→ GIVEN TASK 1: Locate each line in the records that contains the word "paper" and copy those lines.

→ EXCERPT TO READ:
* * * * * * * * *

Re: [HACKERS] pg_stop_backup(wait_for_archive := true) on standby server - Mailing list pgsql-hackers

From Robert Haas
Subject Re: [HACKERS] pg_stop_backup(wait_for_archive := true) on standby server
Date
Msg-id CA+TgmoarDvYe-v+mmLEtZH5wFKu_GymzcRZacMf5pU2WVncq8w@mail.gmail.com
Whole thread Raw
In response to Re: [HACKERS] pg_stop_backup(wait_for_archive := true) on standby server  (Michael Paquier <michael.paquier@gmail.com>)
List pgsql-hackers
On Sat, Aug 5, 2017 at 12:07 PM, Michael Paquier
<michael.paquier@gmail.com> wrote:
> Because default values should be safe in the backup and restore area,
> and wait_for_archive = false is not the default.

Neither is archive_mode = always, without which wait_for_archive =
true doesn't actually wait.

> I would like to point
> out that the 9.6 behavior has been discussed as being a bug upthread
> for 9.6 by three people (David, Sawada-san and I) as there is a real
> risk to take inconsistent backups from standbys (a WAL segment may not
> be archived when pg_stop_backup reports back, so the user may not have
> all the WAL it would need to get back to a consistent state), and that
> the default should be to get consistent and safe backups.

Sure, but that only happens if you haven't archived the very next WAL
segment yet, which in many environments isn't going to be a problem.

* * * * * * * * *

→ RAW RECORDS:
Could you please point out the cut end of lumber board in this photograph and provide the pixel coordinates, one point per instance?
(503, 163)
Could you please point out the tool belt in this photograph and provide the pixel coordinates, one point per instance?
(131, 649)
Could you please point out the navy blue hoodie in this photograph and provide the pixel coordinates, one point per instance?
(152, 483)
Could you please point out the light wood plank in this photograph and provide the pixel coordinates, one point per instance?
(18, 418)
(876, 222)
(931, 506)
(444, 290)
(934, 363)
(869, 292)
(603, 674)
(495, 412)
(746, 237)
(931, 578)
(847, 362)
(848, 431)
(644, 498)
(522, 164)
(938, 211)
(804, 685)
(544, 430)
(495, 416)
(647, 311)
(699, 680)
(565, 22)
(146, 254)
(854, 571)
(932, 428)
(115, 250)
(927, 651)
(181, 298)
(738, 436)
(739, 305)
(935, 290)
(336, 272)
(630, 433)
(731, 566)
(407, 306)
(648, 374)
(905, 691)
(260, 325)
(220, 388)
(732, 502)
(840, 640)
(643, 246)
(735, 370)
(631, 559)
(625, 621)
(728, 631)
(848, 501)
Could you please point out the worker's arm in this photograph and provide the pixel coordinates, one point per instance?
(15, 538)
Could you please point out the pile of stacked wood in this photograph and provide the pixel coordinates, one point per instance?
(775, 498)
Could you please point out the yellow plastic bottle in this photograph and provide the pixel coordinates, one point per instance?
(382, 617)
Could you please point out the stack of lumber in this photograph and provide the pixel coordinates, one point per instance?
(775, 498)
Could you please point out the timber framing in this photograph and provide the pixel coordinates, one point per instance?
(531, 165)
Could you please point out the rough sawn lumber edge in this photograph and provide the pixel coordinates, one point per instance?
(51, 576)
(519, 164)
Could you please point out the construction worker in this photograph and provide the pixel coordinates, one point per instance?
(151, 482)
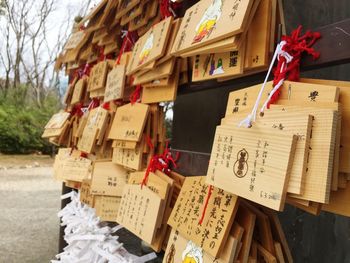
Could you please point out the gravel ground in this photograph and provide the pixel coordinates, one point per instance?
(29, 227)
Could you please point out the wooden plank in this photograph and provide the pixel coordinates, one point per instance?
(320, 162)
(263, 226)
(205, 23)
(246, 219)
(164, 93)
(150, 46)
(107, 207)
(279, 252)
(252, 163)
(278, 233)
(108, 179)
(287, 122)
(129, 122)
(268, 257)
(189, 208)
(139, 211)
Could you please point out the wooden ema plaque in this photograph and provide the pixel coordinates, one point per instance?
(57, 120)
(76, 169)
(115, 84)
(206, 22)
(130, 158)
(218, 65)
(98, 76)
(244, 99)
(108, 179)
(344, 99)
(107, 207)
(253, 163)
(85, 195)
(296, 123)
(79, 90)
(74, 40)
(213, 233)
(150, 47)
(94, 127)
(322, 144)
(180, 249)
(63, 154)
(161, 71)
(139, 211)
(246, 219)
(258, 37)
(162, 93)
(129, 122)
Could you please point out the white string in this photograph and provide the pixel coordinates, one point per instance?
(247, 122)
(88, 241)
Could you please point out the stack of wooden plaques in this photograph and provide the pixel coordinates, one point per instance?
(313, 175)
(223, 52)
(233, 230)
(152, 65)
(100, 32)
(138, 133)
(57, 128)
(145, 211)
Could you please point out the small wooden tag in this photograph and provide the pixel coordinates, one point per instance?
(221, 210)
(108, 179)
(253, 163)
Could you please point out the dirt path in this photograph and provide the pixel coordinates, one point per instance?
(29, 202)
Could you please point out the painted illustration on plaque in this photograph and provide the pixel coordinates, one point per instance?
(216, 68)
(192, 254)
(240, 168)
(146, 50)
(208, 21)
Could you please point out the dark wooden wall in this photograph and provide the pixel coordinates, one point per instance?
(325, 238)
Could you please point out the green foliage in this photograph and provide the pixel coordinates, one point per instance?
(21, 124)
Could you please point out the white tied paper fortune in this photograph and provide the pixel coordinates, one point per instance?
(88, 242)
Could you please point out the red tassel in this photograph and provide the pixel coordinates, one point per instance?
(295, 45)
(77, 110)
(210, 191)
(159, 162)
(127, 45)
(94, 104)
(106, 106)
(136, 95)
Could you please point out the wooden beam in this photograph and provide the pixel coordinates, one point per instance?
(333, 46)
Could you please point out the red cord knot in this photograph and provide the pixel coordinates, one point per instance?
(295, 45)
(136, 95)
(162, 162)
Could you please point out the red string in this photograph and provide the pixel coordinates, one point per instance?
(136, 95)
(102, 56)
(127, 45)
(87, 69)
(159, 162)
(77, 110)
(94, 104)
(168, 8)
(106, 106)
(296, 45)
(210, 191)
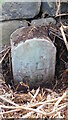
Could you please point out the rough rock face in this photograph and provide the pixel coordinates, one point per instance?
(50, 7)
(43, 21)
(20, 10)
(33, 60)
(8, 27)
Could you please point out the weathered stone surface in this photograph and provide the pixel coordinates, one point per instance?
(8, 27)
(33, 60)
(43, 21)
(50, 7)
(20, 10)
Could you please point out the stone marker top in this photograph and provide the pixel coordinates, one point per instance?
(22, 34)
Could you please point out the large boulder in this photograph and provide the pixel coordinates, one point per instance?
(33, 58)
(43, 21)
(50, 7)
(20, 10)
(8, 27)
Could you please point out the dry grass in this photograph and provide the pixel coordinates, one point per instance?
(38, 103)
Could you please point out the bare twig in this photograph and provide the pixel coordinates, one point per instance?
(64, 37)
(4, 56)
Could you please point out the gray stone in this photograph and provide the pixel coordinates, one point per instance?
(33, 60)
(50, 7)
(8, 27)
(43, 21)
(20, 10)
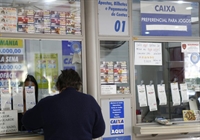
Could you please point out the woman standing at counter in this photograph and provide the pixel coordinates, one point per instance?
(70, 115)
(29, 81)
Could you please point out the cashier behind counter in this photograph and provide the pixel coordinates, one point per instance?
(29, 81)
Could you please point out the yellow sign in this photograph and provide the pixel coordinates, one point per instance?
(11, 43)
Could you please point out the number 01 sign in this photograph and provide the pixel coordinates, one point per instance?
(113, 17)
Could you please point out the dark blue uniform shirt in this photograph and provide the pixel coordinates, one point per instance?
(70, 115)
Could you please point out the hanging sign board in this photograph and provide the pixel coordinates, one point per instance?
(165, 19)
(148, 53)
(113, 17)
(8, 121)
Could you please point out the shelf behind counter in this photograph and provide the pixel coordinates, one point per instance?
(21, 136)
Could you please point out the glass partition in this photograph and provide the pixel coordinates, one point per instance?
(165, 18)
(167, 81)
(114, 67)
(40, 17)
(43, 59)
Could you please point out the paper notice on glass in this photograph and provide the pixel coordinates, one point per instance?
(30, 97)
(142, 95)
(148, 53)
(18, 103)
(108, 89)
(151, 97)
(175, 94)
(5, 99)
(184, 94)
(189, 47)
(162, 94)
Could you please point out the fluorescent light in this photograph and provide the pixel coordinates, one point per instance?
(189, 8)
(49, 0)
(180, 1)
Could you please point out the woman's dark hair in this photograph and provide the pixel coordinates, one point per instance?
(32, 79)
(68, 78)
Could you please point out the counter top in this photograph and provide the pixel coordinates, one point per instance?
(163, 129)
(21, 136)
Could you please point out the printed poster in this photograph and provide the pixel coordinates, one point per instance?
(113, 17)
(46, 70)
(11, 62)
(8, 19)
(148, 53)
(165, 19)
(71, 54)
(190, 47)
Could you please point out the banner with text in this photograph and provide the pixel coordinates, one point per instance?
(165, 19)
(11, 62)
(113, 17)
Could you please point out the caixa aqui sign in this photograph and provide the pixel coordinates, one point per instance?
(116, 129)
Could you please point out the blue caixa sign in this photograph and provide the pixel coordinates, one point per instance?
(116, 129)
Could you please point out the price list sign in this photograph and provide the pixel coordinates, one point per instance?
(8, 121)
(11, 61)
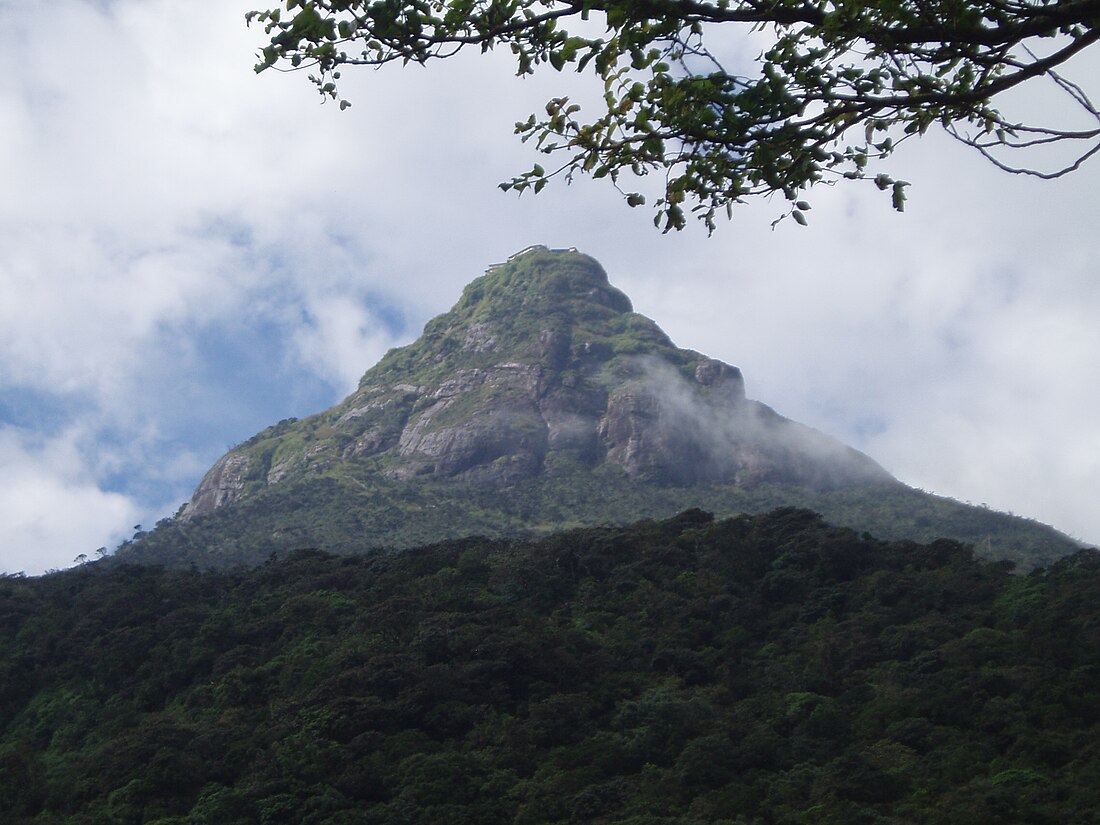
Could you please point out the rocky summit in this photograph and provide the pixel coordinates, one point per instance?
(543, 367)
(541, 400)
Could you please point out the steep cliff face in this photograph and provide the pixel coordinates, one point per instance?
(541, 367)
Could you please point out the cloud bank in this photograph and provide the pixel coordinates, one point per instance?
(189, 252)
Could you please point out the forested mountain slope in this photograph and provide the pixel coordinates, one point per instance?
(768, 669)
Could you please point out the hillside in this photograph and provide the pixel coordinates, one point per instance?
(542, 402)
(767, 669)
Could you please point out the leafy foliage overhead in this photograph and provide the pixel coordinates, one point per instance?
(837, 83)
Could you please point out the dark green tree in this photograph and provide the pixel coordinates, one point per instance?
(837, 84)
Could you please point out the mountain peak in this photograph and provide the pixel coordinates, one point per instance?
(538, 276)
(541, 369)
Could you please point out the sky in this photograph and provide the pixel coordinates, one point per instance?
(190, 252)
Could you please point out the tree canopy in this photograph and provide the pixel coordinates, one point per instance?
(837, 84)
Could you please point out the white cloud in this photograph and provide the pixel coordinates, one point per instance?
(51, 509)
(161, 200)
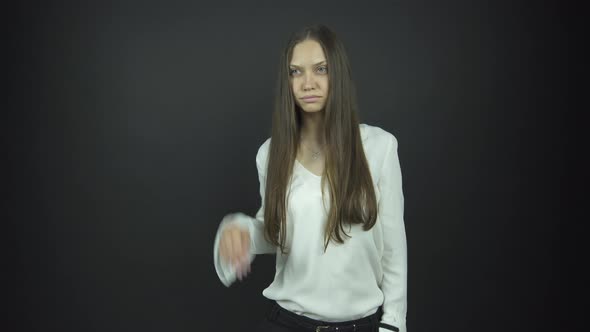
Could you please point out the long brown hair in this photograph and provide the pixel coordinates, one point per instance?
(352, 196)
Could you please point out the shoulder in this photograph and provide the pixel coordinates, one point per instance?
(377, 137)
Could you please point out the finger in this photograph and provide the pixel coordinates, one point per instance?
(245, 244)
(236, 240)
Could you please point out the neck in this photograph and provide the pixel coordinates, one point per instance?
(312, 128)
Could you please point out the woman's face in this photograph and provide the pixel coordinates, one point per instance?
(308, 72)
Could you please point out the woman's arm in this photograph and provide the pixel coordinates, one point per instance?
(255, 225)
(394, 260)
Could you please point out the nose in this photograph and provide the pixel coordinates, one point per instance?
(309, 82)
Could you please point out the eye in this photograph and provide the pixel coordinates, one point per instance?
(323, 69)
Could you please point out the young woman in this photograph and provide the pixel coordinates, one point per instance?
(331, 203)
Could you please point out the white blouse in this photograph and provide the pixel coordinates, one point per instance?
(351, 280)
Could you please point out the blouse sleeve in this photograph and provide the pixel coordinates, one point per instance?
(255, 225)
(394, 260)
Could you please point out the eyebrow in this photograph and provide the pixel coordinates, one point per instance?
(315, 64)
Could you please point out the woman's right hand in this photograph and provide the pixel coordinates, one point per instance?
(234, 248)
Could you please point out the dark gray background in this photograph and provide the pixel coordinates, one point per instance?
(138, 123)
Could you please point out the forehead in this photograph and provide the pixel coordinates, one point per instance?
(307, 53)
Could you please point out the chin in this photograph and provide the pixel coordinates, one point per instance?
(312, 109)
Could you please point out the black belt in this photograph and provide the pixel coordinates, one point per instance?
(301, 323)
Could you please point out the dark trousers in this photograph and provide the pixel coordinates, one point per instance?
(279, 319)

* * * * * * * * *

→ GIVEN TASK 2: Name every person mentioned by name in the mailing list post.

→ WRITTEN SOLUTION 1:
Could you please point out the white tied paper fortune in this photograph and provide the pixel coordinates, one point per instance?
Could you please point out the paper notice on glass in this photograph and provide the pixel coordinates, one point per instance?

→ WRITTEN SOLUTION 2:
Robert Haas
Michael Paquier
David
Sawada-san